Entombed

BY Keith CarmanPublished Aug 2, 2007

"This is an album about the love of Lucifer,” proclaims Entombed guitarist Alex Hellid in regard to the band’s ninth studio effort Serpent Saints (Candlelight USA). It’s not exactly a revelation. The closing track "Love Song For Lucifer” points that out and in the grand scheme, such subject matter is not exactly a startling deviation for one of death metal’s most renowned acts.

Still, while Entombed are valued by headbangers around the world for pummelling aggression and perversely intelligent lyrics on some of the genre’s more respectable efforts such as 1990’s Left Hand Path and 1994’s Wolverine Blues, they’ve been veering further and further off this track over the past few years. Albums have grown increasingly more rock-based and, to be blunt, less acclaimed.

However, with its starkness, raw power, bellowing vocals and sheer force, Serpent Saints feels closer to the aforementioned early efforts than anything Entombed have released over the past decade. It is fresh, invigorating and fucking heavy. Yet, while Hellid alludes to the familiar ground that Serpent Saints traverses, he’s hesitant to deem these ten thick, brutal tracks a return to form.

"This isn’t so much a ‘back to our roots’ album as it is just a great metal record,” he says. "The past few albums felt like a collection of songs — singles — but this has a flow. We focused on making this beast flow from start to finish by deciding that in our hearts, we wanted not a concept album, but something that was held together by a unified theme. It’s easier to focus on the right things when you know what you want to do with an album. You can write and be in the proper mind frame to achieve what you want instead of songs being all over the place and struggling to fit them together in production.”

- Point-per-instance localization data:

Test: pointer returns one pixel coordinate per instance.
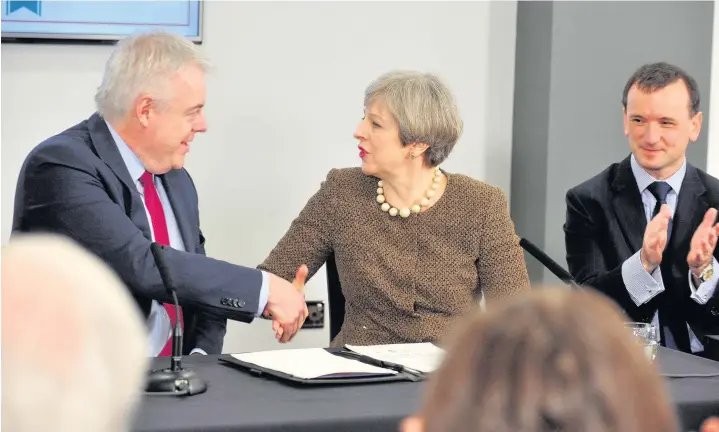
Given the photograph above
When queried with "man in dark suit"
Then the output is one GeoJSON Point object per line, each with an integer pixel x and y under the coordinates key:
{"type": "Point", "coordinates": [644, 230]}
{"type": "Point", "coordinates": [115, 183]}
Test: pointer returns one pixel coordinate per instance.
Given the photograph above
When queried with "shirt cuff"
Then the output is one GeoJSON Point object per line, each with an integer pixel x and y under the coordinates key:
{"type": "Point", "coordinates": [641, 285]}
{"type": "Point", "coordinates": [705, 290]}
{"type": "Point", "coordinates": [264, 293]}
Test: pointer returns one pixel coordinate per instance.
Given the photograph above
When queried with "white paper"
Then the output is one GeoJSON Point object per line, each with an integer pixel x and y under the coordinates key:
{"type": "Point", "coordinates": [309, 363]}
{"type": "Point", "coordinates": [424, 357]}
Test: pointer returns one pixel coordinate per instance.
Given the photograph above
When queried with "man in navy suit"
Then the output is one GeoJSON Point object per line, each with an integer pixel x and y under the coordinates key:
{"type": "Point", "coordinates": [115, 183]}
{"type": "Point", "coordinates": [644, 231]}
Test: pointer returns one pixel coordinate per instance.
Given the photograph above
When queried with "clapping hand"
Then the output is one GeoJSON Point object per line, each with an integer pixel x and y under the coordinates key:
{"type": "Point", "coordinates": [704, 240]}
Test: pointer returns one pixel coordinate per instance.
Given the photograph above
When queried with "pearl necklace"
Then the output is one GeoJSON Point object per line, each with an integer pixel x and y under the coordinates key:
{"type": "Point", "coordinates": [405, 212]}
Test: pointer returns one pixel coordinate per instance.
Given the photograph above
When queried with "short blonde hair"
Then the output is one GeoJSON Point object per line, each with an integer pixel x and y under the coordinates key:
{"type": "Point", "coordinates": [143, 63]}
{"type": "Point", "coordinates": [74, 348]}
{"type": "Point", "coordinates": [424, 109]}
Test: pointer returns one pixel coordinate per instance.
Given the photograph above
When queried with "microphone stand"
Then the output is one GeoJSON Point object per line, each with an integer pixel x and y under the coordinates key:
{"type": "Point", "coordinates": [548, 263]}
{"type": "Point", "coordinates": [175, 380]}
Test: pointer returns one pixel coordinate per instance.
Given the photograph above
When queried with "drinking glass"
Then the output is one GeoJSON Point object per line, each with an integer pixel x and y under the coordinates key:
{"type": "Point", "coordinates": [647, 336]}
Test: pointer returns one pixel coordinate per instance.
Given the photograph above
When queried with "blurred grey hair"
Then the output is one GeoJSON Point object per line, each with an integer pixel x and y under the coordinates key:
{"type": "Point", "coordinates": [424, 109]}
{"type": "Point", "coordinates": [143, 64]}
{"type": "Point", "coordinates": [74, 348]}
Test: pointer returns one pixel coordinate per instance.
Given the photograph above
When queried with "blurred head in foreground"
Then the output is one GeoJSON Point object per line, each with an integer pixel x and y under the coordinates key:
{"type": "Point", "coordinates": [74, 350]}
{"type": "Point", "coordinates": [552, 360]}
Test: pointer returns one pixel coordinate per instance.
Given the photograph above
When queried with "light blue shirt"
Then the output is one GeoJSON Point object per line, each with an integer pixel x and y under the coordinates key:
{"type": "Point", "coordinates": [643, 286]}
{"type": "Point", "coordinates": [158, 322]}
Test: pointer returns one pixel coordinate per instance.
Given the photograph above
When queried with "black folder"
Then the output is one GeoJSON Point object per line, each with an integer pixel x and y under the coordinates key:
{"type": "Point", "coordinates": [336, 379]}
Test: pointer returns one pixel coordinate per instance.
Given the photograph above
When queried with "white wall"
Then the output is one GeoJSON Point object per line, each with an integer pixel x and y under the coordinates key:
{"type": "Point", "coordinates": [713, 138]}
{"type": "Point", "coordinates": [283, 101]}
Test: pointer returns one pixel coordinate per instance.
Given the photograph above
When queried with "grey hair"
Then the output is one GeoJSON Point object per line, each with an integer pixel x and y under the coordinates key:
{"type": "Point", "coordinates": [90, 323]}
{"type": "Point", "coordinates": [143, 64]}
{"type": "Point", "coordinates": [424, 109]}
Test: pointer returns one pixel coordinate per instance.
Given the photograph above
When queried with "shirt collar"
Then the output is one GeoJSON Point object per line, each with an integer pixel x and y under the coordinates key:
{"type": "Point", "coordinates": [644, 179]}
{"type": "Point", "coordinates": [132, 162]}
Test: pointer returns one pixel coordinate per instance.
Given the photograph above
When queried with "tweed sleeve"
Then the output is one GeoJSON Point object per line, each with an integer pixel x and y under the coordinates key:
{"type": "Point", "coordinates": [309, 238]}
{"type": "Point", "coordinates": [501, 268]}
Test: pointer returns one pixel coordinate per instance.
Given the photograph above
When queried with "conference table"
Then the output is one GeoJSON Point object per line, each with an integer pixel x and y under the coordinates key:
{"type": "Point", "coordinates": [239, 401]}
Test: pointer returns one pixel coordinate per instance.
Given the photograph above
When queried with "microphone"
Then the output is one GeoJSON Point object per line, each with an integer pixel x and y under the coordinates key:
{"type": "Point", "coordinates": [547, 262]}
{"type": "Point", "coordinates": [176, 380]}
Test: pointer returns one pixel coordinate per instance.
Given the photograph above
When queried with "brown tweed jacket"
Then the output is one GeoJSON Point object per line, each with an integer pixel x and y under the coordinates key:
{"type": "Point", "coordinates": [405, 280]}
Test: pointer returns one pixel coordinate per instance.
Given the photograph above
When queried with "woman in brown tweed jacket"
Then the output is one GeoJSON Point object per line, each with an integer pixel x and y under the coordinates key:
{"type": "Point", "coordinates": [415, 246]}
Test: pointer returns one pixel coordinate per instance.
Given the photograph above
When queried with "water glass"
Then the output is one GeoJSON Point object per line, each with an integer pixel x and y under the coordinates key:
{"type": "Point", "coordinates": [647, 336]}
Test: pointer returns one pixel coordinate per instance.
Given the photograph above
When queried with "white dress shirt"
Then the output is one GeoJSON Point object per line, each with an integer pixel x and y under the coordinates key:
{"type": "Point", "coordinates": [643, 286]}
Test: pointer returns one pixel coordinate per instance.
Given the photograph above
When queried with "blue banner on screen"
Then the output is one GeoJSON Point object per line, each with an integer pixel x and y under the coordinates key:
{"type": "Point", "coordinates": [99, 19]}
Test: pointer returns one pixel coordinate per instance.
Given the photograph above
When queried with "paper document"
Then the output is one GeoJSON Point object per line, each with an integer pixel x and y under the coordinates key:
{"type": "Point", "coordinates": [310, 363]}
{"type": "Point", "coordinates": [423, 357]}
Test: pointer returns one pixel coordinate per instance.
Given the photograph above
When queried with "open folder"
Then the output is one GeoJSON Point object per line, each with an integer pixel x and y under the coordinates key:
{"type": "Point", "coordinates": [352, 365]}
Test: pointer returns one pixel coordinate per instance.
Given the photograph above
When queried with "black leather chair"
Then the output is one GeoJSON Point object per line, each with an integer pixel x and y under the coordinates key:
{"type": "Point", "coordinates": [335, 298]}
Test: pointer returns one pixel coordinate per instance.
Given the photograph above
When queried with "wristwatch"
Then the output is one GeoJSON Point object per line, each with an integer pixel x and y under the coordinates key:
{"type": "Point", "coordinates": [707, 273]}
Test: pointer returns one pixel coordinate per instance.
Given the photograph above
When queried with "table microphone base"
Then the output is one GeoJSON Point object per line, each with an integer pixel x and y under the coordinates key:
{"type": "Point", "coordinates": [167, 382]}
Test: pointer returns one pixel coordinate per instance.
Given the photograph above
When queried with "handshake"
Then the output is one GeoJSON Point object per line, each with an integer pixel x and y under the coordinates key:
{"type": "Point", "coordinates": [286, 304]}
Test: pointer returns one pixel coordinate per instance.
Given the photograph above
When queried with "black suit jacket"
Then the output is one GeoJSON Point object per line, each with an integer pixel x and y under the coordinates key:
{"type": "Point", "coordinates": [76, 184]}
{"type": "Point", "coordinates": [605, 226]}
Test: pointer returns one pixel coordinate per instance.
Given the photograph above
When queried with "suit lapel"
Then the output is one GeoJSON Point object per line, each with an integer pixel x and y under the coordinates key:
{"type": "Point", "coordinates": [170, 181]}
{"type": "Point", "coordinates": [628, 207]}
{"type": "Point", "coordinates": [107, 150]}
{"type": "Point", "coordinates": [691, 206]}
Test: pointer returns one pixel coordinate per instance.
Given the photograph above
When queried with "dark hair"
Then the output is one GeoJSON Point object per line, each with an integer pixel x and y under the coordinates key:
{"type": "Point", "coordinates": [656, 76]}
{"type": "Point", "coordinates": [551, 360]}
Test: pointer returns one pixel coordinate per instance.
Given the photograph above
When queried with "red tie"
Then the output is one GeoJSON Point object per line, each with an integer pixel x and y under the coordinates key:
{"type": "Point", "coordinates": [159, 227]}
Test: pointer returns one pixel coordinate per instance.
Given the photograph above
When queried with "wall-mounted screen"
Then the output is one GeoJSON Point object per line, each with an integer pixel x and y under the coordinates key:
{"type": "Point", "coordinates": [99, 20]}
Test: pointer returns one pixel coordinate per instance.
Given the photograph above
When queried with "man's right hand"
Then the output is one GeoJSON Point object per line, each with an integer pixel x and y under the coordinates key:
{"type": "Point", "coordinates": [655, 239]}
{"type": "Point", "coordinates": [286, 305]}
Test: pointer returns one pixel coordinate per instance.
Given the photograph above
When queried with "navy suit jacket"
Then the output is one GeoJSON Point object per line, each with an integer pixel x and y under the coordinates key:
{"type": "Point", "coordinates": [76, 184]}
{"type": "Point", "coordinates": [605, 226]}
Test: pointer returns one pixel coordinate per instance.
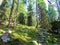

- Directions: In the Entombed article above, condense the paragraph that begins "However, with its starkness" into a short bulleted list that keeps its main facts.

- Response to this task:
- Serpent Saints has starkness, raw power, bellowing vocals and sheer force.
- These qualities make it feel closer to Entombed's early albums than anything the band has released in the past decade.
- The album is fresh, invigorating and very heavy.
- Hellid acknowledges the familiar ground of its ten brutal tracks but is hesitant to call the album a return to form.